● Brano da leggere:
La locuzione "spoils system" ha avuto origine nei sistemi anglosassoni e indica la facoltà riconosciuta alla parte politica vincitrice nella competizione elettorale di collocare persone di fiducia nei posti chiave dell’apparato burocratico: da qui il nome, che evoca la presa delle spoglie da parte del vincitore.

All’inizio degli anni novanta, poi, l’espressione è entrata nel nostro linguaggio politico , contemporaneamente con l’affermarsi dei sistemi elettorali maggioritari. Essa sintetizza il complesso dei poteri che consentono agli organi politici (Ministro, Consiglio dei Ministri, Presidente della Regione, Presidente della Provincia e Sindaco) di scegliere, di norma fra soggetti già dipendenti dell’amministrazione, le figure di "vertice" (segretari generali, capi dipartimento, direttori generali, segretari comunali ecc.).

Il sistema è generalmente congegnato in modo che i tempi dell’incarico dei prescelti non ecceda la durata in carica dell’organo politico che li ha designati. Ciò non vuol dire però che, a seguito del cambio di maggioranza politica, l’amministrazione licenzi questi soggetti: essi sono posti a disposizione per altri incarichi. Solo per quei soggetti scelti all’esterno dell’amministrazione e assunti a tempo determinato (ad esempio il direttore generale del Comune) la cessazione dalla carica dell’organo politico segna anche la fine del rapporto di lavoro.

● Consegne degli esercizi:
a - Ricopia il brano sullo spoils system nel tratto che va da "Il sistema è" fino a "rapporto di lavoro.".
b - Stabilisci se le affermazioni seguenti concordano con il brano sullo spoils system. Per ciascuna rispondi sì o no e cita alla lettera le parole del brano che lo decidono: (i) la locuzione "spoils system" è nata nei sistemi anglosassoni; (ii) dopo un cambio di maggioranza politica, l'amministrazione licenzia le figure di vertice scelte fra i propri dipendenti; (iii) l'espressione è entrata nel linguaggio politico alla fine degli anni ottanta.
Il materiale riportato più avanti non è necessario.

● Elenco dei dati:
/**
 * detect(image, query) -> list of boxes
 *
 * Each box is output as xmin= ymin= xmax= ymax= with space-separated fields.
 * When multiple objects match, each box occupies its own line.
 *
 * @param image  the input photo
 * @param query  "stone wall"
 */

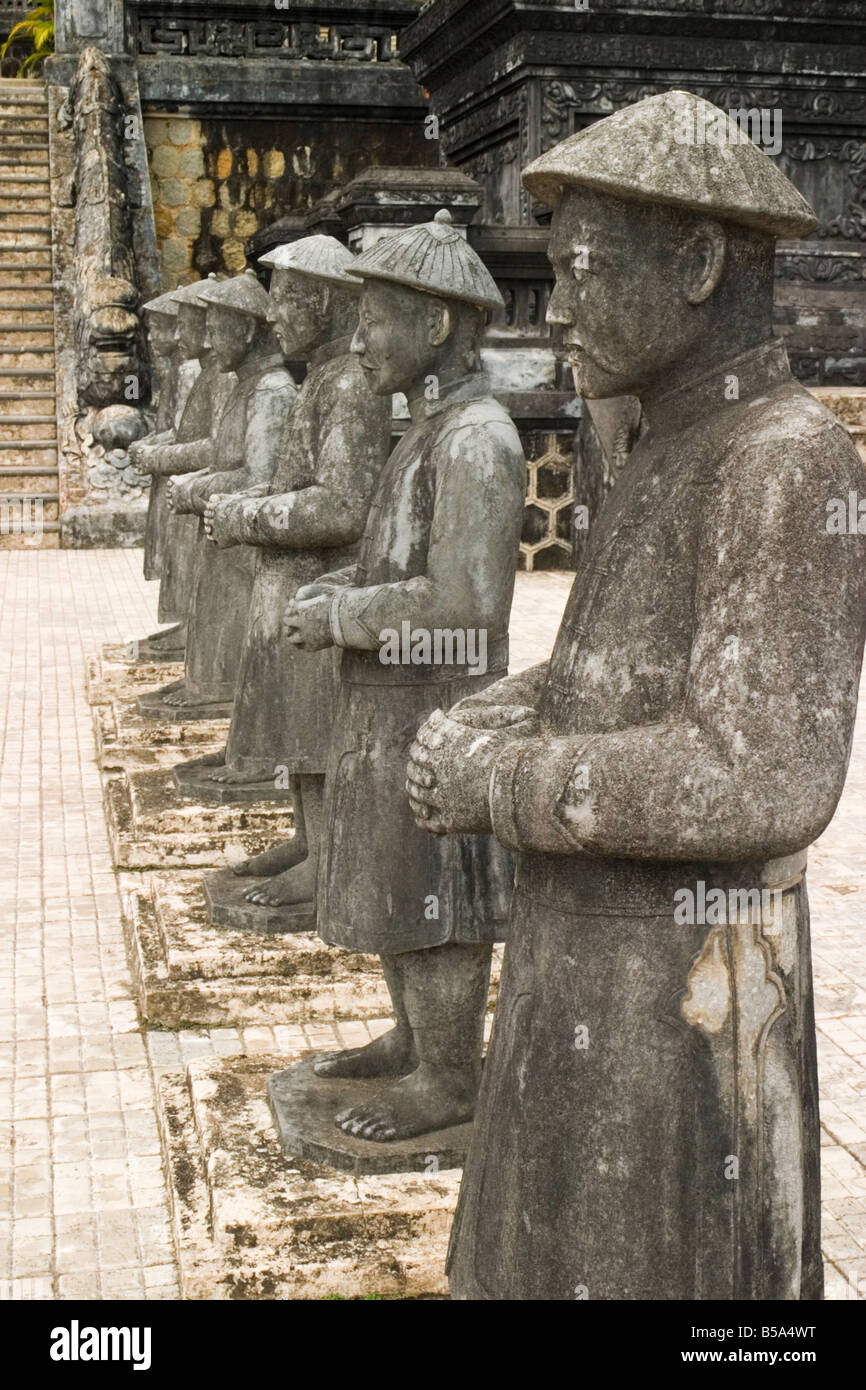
xmin=145 ymin=111 xmax=436 ymax=289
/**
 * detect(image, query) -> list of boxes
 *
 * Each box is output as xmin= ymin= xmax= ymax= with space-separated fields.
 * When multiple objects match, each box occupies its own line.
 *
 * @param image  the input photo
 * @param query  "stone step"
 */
xmin=0 ymin=205 xmax=51 ymax=219
xmin=0 ymin=201 xmax=51 ymax=217
xmin=0 ymin=148 xmax=49 ymax=170
xmin=0 ymin=265 xmax=54 ymax=290
xmin=0 ymin=307 xmax=54 ymax=328
xmin=0 ymin=241 xmax=51 ymax=257
xmin=0 ymin=324 xmax=54 ymax=353
xmin=0 ymin=450 xmax=60 ymax=472
xmin=0 ymin=521 xmax=61 ymax=550
xmin=0 ymin=500 xmax=60 ymax=532
xmin=0 ymin=348 xmax=54 ymax=366
xmin=0 ymin=127 xmax=49 ymax=141
xmin=0 ymin=388 xmax=57 ymax=404
xmin=0 ymin=416 xmax=57 ymax=448
xmin=0 ymin=464 xmax=58 ymax=493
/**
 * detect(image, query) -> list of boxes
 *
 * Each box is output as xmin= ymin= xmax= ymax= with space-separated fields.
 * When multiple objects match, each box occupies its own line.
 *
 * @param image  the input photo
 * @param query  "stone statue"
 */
xmin=280 ymin=210 xmax=525 ymax=1143
xmin=177 ymin=236 xmax=391 ymax=904
xmin=131 ymin=281 xmax=236 ymax=660
xmin=409 ymin=92 xmax=866 ymax=1300
xmin=58 ymin=47 xmax=150 ymax=419
xmin=138 ymin=271 xmax=297 ymax=720
xmin=134 ymin=293 xmax=183 ymax=580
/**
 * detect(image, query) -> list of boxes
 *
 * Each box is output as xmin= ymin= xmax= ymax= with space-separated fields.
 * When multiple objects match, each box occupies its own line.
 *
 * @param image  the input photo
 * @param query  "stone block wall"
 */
xmin=145 ymin=111 xmax=436 ymax=289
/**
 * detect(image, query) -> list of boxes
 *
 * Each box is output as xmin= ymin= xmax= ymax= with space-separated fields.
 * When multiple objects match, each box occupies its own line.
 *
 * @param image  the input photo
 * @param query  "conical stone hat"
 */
xmin=523 ymin=92 xmax=817 ymax=236
xmin=142 ymin=289 xmax=178 ymax=318
xmin=259 ymin=234 xmax=361 ymax=292
xmin=195 ymin=270 xmax=271 ymax=318
xmin=352 ymin=207 xmax=503 ymax=309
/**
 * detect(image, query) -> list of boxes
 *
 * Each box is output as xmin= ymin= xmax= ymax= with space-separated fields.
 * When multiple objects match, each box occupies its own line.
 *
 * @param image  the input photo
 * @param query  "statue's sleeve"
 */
xmin=150 ymin=435 xmax=215 ymax=477
xmin=331 ymin=421 xmax=525 ymax=651
xmin=489 ymin=418 xmax=866 ymax=862
xmin=190 ymin=382 xmax=297 ymax=512
xmin=242 ymin=374 xmax=391 ymax=549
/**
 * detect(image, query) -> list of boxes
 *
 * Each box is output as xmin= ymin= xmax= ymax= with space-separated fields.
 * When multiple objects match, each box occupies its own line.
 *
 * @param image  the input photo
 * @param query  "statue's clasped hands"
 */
xmin=282 ymin=585 xmax=334 ymax=652
xmin=165 ymin=478 xmax=192 ymax=514
xmin=204 ymin=492 xmax=247 ymax=548
xmin=406 ymin=702 xmax=535 ymax=835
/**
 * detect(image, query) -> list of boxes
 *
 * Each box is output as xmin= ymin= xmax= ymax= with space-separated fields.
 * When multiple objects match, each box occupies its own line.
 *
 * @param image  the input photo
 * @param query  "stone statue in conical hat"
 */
xmin=409 ymin=92 xmax=866 ymax=1300
xmin=138 ymin=271 xmax=297 ymax=720
xmin=175 ymin=235 xmax=391 ymax=920
xmin=136 ymin=292 xmax=183 ymax=580
xmin=129 ymin=277 xmax=235 ymax=662
xmin=271 ymin=210 xmax=525 ymax=1150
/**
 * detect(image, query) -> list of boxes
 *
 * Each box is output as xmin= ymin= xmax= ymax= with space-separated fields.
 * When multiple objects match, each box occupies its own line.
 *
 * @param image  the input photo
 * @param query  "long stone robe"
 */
xmin=317 ymin=377 xmax=525 ymax=954
xmin=185 ymin=354 xmax=297 ymax=703
xmin=449 ymin=342 xmax=866 ymax=1300
xmin=142 ymin=350 xmax=199 ymax=580
xmin=225 ymin=338 xmax=391 ymax=773
xmin=153 ymin=349 xmax=236 ymax=623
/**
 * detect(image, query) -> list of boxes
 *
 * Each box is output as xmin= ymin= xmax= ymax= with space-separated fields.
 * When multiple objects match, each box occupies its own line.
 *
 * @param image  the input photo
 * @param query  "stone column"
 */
xmin=54 ymin=0 xmax=126 ymax=53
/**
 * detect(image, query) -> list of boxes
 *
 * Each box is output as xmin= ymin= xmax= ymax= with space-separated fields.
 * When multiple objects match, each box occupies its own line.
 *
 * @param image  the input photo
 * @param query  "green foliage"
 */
xmin=0 ymin=0 xmax=54 ymax=78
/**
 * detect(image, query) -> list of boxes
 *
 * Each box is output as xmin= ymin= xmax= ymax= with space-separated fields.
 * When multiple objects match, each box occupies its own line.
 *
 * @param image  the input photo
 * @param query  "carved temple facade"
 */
xmin=46 ymin=0 xmax=866 ymax=553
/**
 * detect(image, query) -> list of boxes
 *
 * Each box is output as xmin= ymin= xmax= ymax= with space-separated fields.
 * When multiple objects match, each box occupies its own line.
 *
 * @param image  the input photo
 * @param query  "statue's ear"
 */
xmin=430 ymin=303 xmax=452 ymax=348
xmin=683 ymin=220 xmax=727 ymax=304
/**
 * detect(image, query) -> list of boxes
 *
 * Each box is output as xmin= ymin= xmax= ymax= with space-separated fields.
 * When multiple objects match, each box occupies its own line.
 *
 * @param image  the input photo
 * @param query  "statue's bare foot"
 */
xmin=210 ymin=765 xmax=272 ymax=787
xmin=145 ymin=623 xmax=186 ymax=651
xmin=334 ymin=1062 xmax=477 ymax=1144
xmin=313 ymin=1029 xmax=418 ymax=1077
xmin=182 ymin=749 xmax=225 ymax=770
xmin=243 ymin=858 xmax=316 ymax=908
xmin=232 ymin=840 xmax=307 ymax=878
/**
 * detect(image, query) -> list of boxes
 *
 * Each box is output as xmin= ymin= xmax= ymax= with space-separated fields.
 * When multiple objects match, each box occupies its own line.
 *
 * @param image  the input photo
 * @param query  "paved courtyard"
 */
xmin=0 ymin=550 xmax=866 ymax=1298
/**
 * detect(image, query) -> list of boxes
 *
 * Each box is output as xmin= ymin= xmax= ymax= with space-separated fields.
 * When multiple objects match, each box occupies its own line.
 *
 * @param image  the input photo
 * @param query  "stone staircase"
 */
xmin=0 ymin=78 xmax=60 ymax=549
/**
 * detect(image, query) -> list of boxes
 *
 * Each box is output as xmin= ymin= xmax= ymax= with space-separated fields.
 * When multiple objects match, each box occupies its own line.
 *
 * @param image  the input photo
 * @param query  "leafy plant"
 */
xmin=0 ymin=0 xmax=54 ymax=78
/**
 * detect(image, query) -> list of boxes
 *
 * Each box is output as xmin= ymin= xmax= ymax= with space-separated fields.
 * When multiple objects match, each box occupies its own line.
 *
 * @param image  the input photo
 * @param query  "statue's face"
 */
xmin=207 ymin=304 xmax=256 ymax=371
xmin=548 ymin=189 xmax=695 ymax=400
xmin=147 ymin=314 xmax=178 ymax=357
xmin=268 ymin=270 xmax=329 ymax=361
xmin=178 ymin=304 xmax=207 ymax=361
xmin=352 ymin=279 xmax=442 ymax=396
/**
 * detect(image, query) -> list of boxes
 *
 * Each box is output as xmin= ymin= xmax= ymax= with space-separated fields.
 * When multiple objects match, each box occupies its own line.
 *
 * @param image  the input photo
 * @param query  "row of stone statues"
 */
xmin=123 ymin=92 xmax=866 ymax=1300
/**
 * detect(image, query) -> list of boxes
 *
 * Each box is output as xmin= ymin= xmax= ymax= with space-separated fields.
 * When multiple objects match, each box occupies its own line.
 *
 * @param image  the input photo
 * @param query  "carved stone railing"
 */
xmin=126 ymin=0 xmax=420 ymax=63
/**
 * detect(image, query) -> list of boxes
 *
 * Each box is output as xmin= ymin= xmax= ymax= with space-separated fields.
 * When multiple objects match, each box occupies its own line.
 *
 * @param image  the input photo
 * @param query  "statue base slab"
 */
xmin=103 ymin=623 xmax=186 ymax=666
xmin=157 ymin=1051 xmax=460 ymax=1300
xmin=103 ymin=770 xmax=292 ymax=869
xmin=268 ymin=1056 xmax=473 ymax=1176
xmin=124 ymin=873 xmax=391 ymax=1029
xmin=92 ymin=699 xmax=228 ymax=771
xmin=85 ymin=656 xmax=183 ymax=705
xmin=174 ymin=763 xmax=293 ymax=806
xmin=203 ymin=869 xmax=316 ymax=937
xmin=136 ymin=680 xmax=234 ymax=724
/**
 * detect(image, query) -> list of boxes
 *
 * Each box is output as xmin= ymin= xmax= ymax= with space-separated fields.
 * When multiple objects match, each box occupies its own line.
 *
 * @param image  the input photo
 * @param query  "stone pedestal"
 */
xmin=203 ymin=869 xmax=316 ymax=937
xmin=172 ymin=763 xmax=293 ymax=806
xmin=85 ymin=644 xmax=183 ymax=705
xmin=103 ymin=636 xmax=186 ymax=666
xmin=103 ymin=770 xmax=292 ymax=869
xmin=93 ymin=699 xmax=228 ymax=773
xmin=268 ymin=1056 xmax=473 ymax=1176
xmin=158 ymin=1052 xmax=460 ymax=1300
xmin=136 ymin=678 xmax=232 ymax=724
xmin=124 ymin=873 xmax=389 ymax=1029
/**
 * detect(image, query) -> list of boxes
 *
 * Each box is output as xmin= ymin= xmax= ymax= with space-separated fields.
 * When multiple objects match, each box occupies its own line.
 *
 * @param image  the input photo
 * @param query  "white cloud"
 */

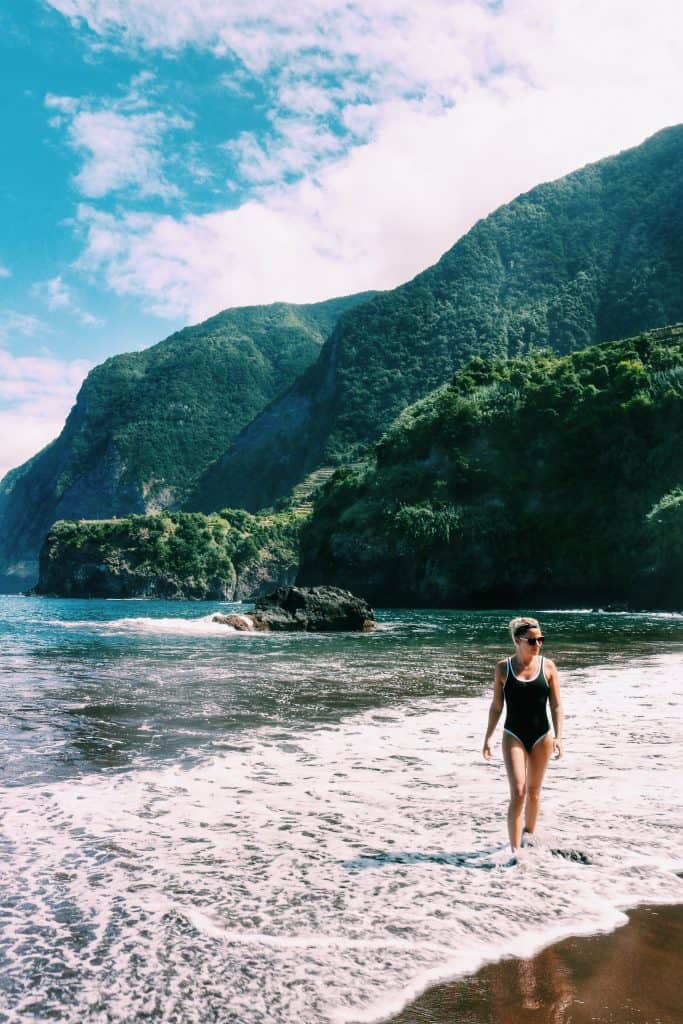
xmin=0 ymin=309 xmax=49 ymax=341
xmin=0 ymin=348 xmax=91 ymax=478
xmin=51 ymin=0 xmax=683 ymax=319
xmin=34 ymin=274 xmax=103 ymax=327
xmin=45 ymin=83 xmax=191 ymax=200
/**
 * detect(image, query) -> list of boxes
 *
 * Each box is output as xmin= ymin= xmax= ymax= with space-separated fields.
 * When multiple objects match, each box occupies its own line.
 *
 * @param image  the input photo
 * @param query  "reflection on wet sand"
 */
xmin=391 ymin=906 xmax=683 ymax=1024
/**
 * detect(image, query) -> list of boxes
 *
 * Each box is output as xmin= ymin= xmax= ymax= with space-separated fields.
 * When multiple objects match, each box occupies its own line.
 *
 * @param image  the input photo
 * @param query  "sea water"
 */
xmin=0 ymin=598 xmax=683 ymax=1024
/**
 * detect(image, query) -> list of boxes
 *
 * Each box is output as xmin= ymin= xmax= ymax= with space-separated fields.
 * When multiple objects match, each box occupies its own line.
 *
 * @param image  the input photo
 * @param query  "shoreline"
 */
xmin=386 ymin=904 xmax=683 ymax=1024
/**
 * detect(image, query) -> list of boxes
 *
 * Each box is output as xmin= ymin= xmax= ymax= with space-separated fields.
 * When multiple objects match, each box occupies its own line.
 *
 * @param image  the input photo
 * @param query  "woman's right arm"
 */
xmin=481 ymin=660 xmax=506 ymax=761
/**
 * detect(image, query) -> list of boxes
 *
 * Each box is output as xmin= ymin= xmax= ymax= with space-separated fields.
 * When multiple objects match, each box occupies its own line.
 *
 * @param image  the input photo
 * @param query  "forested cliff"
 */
xmin=298 ymin=326 xmax=683 ymax=608
xmin=0 ymin=293 xmax=373 ymax=590
xmin=187 ymin=126 xmax=683 ymax=510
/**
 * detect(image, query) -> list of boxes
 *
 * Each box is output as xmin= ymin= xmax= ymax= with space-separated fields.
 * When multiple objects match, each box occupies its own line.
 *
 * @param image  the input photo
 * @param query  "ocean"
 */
xmin=0 ymin=597 xmax=683 ymax=1024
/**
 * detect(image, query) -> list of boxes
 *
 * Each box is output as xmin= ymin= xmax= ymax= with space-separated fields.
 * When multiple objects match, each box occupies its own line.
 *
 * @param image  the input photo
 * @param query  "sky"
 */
xmin=0 ymin=0 xmax=683 ymax=477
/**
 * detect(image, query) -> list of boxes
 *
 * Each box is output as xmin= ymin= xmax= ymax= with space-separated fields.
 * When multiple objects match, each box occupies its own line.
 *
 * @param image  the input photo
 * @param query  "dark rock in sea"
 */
xmin=213 ymin=587 xmax=375 ymax=633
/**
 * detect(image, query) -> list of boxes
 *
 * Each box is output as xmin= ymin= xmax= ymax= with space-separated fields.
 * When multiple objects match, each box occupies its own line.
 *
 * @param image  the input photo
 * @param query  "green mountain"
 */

● Le soluzioni:
a -
Il sistema è generalmente congegnato in modo che i tempi dell’incarico dei prescelti non ecceda la durata in carica dell’organo politico che li ha designati. Ciò non vuol dire però che, a seguito del cambio di maggioranza politica, l’amministrazione licenzi questi soggetti: essi sono posti a disposizione per altri incarichi. Solo per quei soggetti scelti all’esterno dell’amministrazione e assunti a tempo determinato (ad esempio il direttore generale del Comune) la cessazione dalla carica dell’organo politico segna anche la fine del rapporto di lavoro.

b -
(i) Sì: «La locuzione "spoils system" ha avuto origine nei sistemi anglosassoni».
(ii) No: «Ciò non vuol dire però che, a seguito del cambio di maggioranza politica, l’amministrazione licenzi questi soggetti: essi sono posti a disposizione per altri incarichi».
(iii) No: «All’inizio degli anni novanta, poi, l’espressione è entrata nel nostro linguaggio politico».